■ **Text provided**:
--
Search code examples
utf-8common-lispgzip

Reading UTF-8 with with-open-gzip-file


I would like to read UTF-8 characters from a gzip-file as easily as from a normal text file.

Unfortunately with-open-gzip-file does not seem to work as expected.

I’ve tried this:

CL-USER> (require :gzip-stream)
NIL
CL-USER> (with-open-file (in "test-utf8.txt") (read-line in))
"abéè"
NIL
CL-USER> (gzip-stream:with-open-gzip-file (in "test-utf8.txt.gz") (read-line in))
"abéè"
NIL

I was expecting "abéè" instead of "abéè".

Is gzip-stream broken, and I should use another package, or is there some configuration, that I’m missing?

TIA for any hints, Peter


Solution

  • Digging around in the source, it looks like gzip-stream's implementation of read-char (And thus read-line) reads a single byte and converts that to a character with code-char; it will thus fail badly with any multibyte character encoding like UTF-8 (The stream classes inherit from fundamental-binary-input-stream/fundamental-binary-output-stream suggesting they're not really intended to read characters from in the first place).
--
■ **Tasks**:
- A) In the gzip-stream thread, what does the library's read-char do to produce a character?
- B) Carry on the gzip-stream thread from its last sentence.
The lines that follow have nothing to do with the gzip-stream thread.
--
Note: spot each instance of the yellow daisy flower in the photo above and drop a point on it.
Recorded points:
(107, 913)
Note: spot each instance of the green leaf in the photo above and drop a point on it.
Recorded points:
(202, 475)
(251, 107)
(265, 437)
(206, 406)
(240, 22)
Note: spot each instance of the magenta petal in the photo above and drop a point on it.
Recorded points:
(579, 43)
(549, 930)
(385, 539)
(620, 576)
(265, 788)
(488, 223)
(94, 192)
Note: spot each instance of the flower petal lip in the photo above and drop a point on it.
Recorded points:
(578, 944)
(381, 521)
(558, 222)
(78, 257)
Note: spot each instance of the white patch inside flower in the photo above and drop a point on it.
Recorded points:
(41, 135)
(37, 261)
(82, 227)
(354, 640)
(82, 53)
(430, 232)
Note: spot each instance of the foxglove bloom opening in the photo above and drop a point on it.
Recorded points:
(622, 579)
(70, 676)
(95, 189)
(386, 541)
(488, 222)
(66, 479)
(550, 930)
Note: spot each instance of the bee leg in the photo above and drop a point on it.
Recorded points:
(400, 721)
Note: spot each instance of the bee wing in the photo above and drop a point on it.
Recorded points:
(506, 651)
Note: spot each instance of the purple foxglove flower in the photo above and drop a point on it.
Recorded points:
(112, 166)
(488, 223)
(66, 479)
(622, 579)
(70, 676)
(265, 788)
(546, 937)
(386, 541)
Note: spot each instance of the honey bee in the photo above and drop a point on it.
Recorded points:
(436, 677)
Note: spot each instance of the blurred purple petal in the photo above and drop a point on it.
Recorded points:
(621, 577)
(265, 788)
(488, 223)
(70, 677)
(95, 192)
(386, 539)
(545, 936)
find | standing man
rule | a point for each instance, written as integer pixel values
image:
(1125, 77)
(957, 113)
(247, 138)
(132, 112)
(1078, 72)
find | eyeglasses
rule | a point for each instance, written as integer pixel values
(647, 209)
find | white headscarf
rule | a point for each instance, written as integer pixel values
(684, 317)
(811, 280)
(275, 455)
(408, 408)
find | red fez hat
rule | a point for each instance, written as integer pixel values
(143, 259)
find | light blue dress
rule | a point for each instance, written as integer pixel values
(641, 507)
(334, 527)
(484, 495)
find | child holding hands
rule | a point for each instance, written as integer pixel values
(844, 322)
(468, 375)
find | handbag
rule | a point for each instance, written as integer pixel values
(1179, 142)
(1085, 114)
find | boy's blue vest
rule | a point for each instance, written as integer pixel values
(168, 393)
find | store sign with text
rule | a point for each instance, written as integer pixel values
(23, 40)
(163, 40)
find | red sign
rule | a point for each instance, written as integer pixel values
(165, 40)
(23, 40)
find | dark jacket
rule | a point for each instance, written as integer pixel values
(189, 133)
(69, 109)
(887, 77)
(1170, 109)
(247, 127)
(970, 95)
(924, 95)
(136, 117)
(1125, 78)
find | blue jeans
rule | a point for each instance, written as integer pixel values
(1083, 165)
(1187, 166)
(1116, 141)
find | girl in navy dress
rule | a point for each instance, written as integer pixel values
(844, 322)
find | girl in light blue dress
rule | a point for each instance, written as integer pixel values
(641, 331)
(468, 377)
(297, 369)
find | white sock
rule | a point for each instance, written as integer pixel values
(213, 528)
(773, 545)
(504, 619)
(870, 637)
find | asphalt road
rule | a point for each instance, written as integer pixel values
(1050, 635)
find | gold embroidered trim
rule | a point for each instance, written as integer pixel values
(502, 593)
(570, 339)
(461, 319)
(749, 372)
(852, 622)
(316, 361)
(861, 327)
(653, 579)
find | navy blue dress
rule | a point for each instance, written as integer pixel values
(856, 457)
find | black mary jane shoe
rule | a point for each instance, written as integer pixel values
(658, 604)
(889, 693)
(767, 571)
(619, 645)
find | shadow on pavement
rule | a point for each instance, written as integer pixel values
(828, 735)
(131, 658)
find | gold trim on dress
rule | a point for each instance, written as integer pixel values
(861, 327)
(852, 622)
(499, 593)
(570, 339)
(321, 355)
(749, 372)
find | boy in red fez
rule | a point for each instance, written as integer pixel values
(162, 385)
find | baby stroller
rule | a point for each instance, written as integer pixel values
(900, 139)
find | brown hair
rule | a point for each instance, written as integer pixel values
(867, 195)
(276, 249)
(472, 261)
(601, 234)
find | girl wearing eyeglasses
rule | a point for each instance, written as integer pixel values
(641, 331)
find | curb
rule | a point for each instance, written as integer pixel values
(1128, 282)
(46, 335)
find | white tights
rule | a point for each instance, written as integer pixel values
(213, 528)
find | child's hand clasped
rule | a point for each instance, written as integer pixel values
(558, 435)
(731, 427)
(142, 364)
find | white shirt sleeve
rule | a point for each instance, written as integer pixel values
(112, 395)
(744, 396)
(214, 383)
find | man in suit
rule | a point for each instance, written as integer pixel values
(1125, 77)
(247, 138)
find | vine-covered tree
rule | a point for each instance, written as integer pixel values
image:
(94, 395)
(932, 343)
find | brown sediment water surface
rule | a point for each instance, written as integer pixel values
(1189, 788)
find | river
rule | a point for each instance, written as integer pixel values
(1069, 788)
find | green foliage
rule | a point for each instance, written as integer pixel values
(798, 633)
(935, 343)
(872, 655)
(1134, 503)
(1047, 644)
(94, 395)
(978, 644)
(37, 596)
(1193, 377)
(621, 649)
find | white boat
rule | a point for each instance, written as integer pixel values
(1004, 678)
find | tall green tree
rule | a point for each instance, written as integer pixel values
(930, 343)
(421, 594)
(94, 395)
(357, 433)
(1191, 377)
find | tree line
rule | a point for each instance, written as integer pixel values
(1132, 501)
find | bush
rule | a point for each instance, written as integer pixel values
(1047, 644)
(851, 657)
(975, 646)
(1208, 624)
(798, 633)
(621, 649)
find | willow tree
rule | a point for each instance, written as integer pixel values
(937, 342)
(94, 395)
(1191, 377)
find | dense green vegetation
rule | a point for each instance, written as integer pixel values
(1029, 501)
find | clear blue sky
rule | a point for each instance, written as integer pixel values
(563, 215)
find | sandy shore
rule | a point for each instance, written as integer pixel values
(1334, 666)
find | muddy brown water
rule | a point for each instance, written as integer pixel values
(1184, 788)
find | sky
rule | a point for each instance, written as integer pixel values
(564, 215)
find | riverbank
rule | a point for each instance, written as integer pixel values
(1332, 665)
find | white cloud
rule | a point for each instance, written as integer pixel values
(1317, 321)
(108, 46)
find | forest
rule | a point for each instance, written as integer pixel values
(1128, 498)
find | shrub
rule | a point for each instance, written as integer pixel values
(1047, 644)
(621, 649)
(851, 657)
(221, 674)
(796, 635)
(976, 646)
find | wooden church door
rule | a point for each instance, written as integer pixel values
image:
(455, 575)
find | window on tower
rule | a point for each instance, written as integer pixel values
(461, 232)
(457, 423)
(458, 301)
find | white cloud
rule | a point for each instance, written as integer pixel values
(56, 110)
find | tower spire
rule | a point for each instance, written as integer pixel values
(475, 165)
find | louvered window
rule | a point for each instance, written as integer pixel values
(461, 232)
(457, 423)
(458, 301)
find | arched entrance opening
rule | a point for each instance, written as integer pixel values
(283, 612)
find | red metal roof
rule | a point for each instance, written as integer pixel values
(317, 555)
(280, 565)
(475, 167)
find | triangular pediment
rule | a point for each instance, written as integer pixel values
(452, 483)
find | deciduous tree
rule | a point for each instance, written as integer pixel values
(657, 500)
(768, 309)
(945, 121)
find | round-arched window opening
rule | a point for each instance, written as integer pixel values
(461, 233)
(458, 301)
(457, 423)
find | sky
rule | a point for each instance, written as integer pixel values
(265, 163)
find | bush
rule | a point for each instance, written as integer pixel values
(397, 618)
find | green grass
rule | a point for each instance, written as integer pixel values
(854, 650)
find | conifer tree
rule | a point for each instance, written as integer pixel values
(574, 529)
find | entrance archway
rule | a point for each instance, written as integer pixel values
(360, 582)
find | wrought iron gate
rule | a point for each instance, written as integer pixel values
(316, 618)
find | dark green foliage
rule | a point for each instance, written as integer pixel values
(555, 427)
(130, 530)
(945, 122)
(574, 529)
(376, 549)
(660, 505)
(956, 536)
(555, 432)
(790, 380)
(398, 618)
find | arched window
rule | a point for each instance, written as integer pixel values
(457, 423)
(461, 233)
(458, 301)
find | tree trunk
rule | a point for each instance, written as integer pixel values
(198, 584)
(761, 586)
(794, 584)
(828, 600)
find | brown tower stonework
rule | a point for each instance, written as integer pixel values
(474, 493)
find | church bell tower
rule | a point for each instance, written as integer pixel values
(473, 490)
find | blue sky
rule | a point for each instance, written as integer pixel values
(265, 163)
--
■ **Answers**:
- A) It reads a single byte and converts that byte to a character with code-char.

- B)
    One workaround is to read bytes from the decompressed stream instead of characters, and decode those into a string via other means. For example, in CCL:

    CL-USER> (ql:quickload '(:alexandria :gzip-stream))
    CL-USER> (gzip-stream:with-open-gzip-file (in "test-utf8.txt.gz")
               (decode-string-from-octets
                 (alexandria:read-stream-content-into-byte-vector in)
                 :external-format :utf-8))
    "abéè"
    6
    

    SBCL has a sb-ext:octets-to-string function that works the same way.


    In the case where reading the entire decompressed file into memory like the above isn't desired (There's a reason it's compressed, right?), the flexi-streams package lets you wrap a byte-oriented stream like the ones created by gzip-stream into a character-oriented one that can handle the conversion on demand so you can read line at a time:

    CL-USER> (gzip-stream:with-open-gzip-file (raw "test-utf8.txt.gz")
               (let ((utf8 (flexi-streams:make-flexi-stream raw :external-format :utf-8)))
                 (read-line utf8)))
    "abéè"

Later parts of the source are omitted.